═══ Testo di riferimento ═══
La società semplice viene spesso scelta per la gestione di patrimoni, immobili e partecipazioni, proprio perché è una struttura “snella” e, soprattutto, perché segue un regime fiscale particolare: non paga imposte dirette “come società”, ma imputa i redditi ai soci per trasparenza, che li tassano in base alla propria natura e alla propria quota. In teoria è semplice; nella pratica, però, capire quale reddito si forma, quale parte è davvero imponibile e come cambia la tassazione a seconda del tipo di socio (persona fisica, società di persone, società di capitali, ente) è ciò che fa la differenza tra una scelta consapevole e una scelta “a sensazione”.
L’obiettivo di questa guida è proprio questo: darti una mappa chiara e operativa della tassazione della società semplice, con esempi che ti permettano di stimare in anticipo l’impatto fiscale nei casi più frequenti.
Come si determina il reddito imponibile della società semplice
Il primo punto chiave è capire che la società semplice non produce reddito d’impresa (è un limite strutturale: non può svolgere attività commerciale in senso proprio) e, proprio per questo, il suo reddito si determina in modo diverso rispetto a SNC o SAS.
In pratica, la società semplice calcola un “reddito complessivo” come somma delle singole categorie di reddito previste dal TUIR (art. 6): redditi fondiari, redditi di capitale, redditi di lavoro autonomo (se compatibili con l’attività svolta) e redditi diversi. La logica è: ogni flusso viene qualificato in base alla sua fonte e tassato secondo le regole di quella categoria, poi confluisce nel risultato complessivo.
Un esempio semplice chiarisce subito il meccanismo: una società semplice possiede immobili e li loca. I canoni generano reddito fondiario; se poi la liquidità viene investita in strumenti finanziari, nasceranno anche redditi di capitale. Le due componenti convivono, ma non “si trasformano” in reddito d’impresa: restano ciascuna nella propria categoria, con regole e trattamenti diversi.
═══ Dati forniti ═══
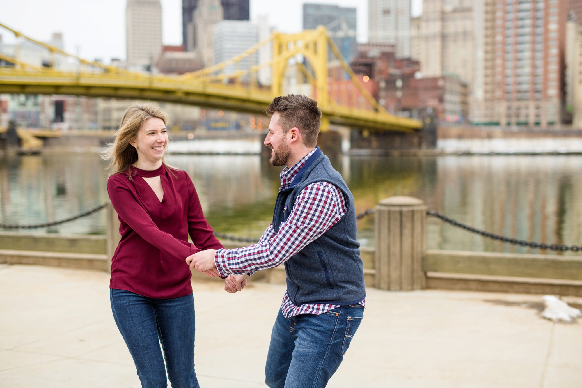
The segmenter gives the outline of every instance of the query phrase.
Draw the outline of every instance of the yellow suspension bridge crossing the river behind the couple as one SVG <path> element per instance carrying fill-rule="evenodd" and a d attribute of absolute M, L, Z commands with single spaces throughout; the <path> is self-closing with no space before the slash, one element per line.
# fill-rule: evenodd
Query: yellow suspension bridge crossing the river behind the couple
<path fill-rule="evenodd" d="M 296 65 L 313 87 L 313 97 L 323 113 L 322 131 L 328 130 L 330 124 L 405 132 L 422 128 L 420 121 L 391 115 L 378 104 L 357 79 L 323 26 L 297 34 L 275 32 L 267 40 L 236 57 L 180 76 L 130 72 L 99 62 L 89 62 L 24 36 L 4 24 L 0 23 L 0 27 L 12 31 L 17 40 L 26 39 L 48 50 L 52 58 L 48 67 L 38 67 L 23 62 L 19 58 L 18 49 L 14 57 L 0 53 L 0 63 L 3 63 L 0 65 L 0 93 L 132 98 L 263 113 L 272 98 L 282 94 L 283 77 L 290 59 L 301 58 Z M 249 63 L 253 55 L 256 57 L 257 51 L 265 45 L 271 45 L 270 61 L 237 69 L 242 61 Z M 328 52 L 335 56 L 352 79 L 354 87 L 368 101 L 370 110 L 339 105 L 329 96 Z M 77 69 L 56 69 L 55 56 L 76 61 Z M 260 85 L 257 80 L 258 72 L 267 66 L 271 68 L 270 87 Z"/>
═══
- Esercizi
1. Secondo il testo sulla società semplice, quale articolo del TUIR prevede le categorie di reddito che si sommano nel reddito complessivo?
2. Modifica il passo del testo sulla società semplice a partire da "Come si determina" fino a "nel risultato complessivo.", mettendo "Testo unico delle imposte sui redditi" al posto di "TUIR".

- Soluzioni degli esercizi
1. L'articolo 6 del TUIR.

2.
Come si determina il reddito imponibile della società semplice
Il primo punto chiave è capire che la società semplice non produce reddito d’impresa (è un limite strutturale: non può svolgere attività commerciale in senso proprio) e, proprio per questo, il suo reddito si determina in modo diverso rispetto a SNC o SAS.
In pratica, la società semplice calcola un “reddito complessivo” come somma delle singole categorie di reddito previste dal Testo unico delle imposte sui redditi (art. 6): redditi fondiari, redditi di capitale, redditi di lavoro autonomo (se compatibili con l’attività svolta) e redditi diversi. La logica è: ogni flusso viene qualificato in base alla sua fonte e tassato secondo le regole di quella categoria, poi confluisce nel risultato complessivo.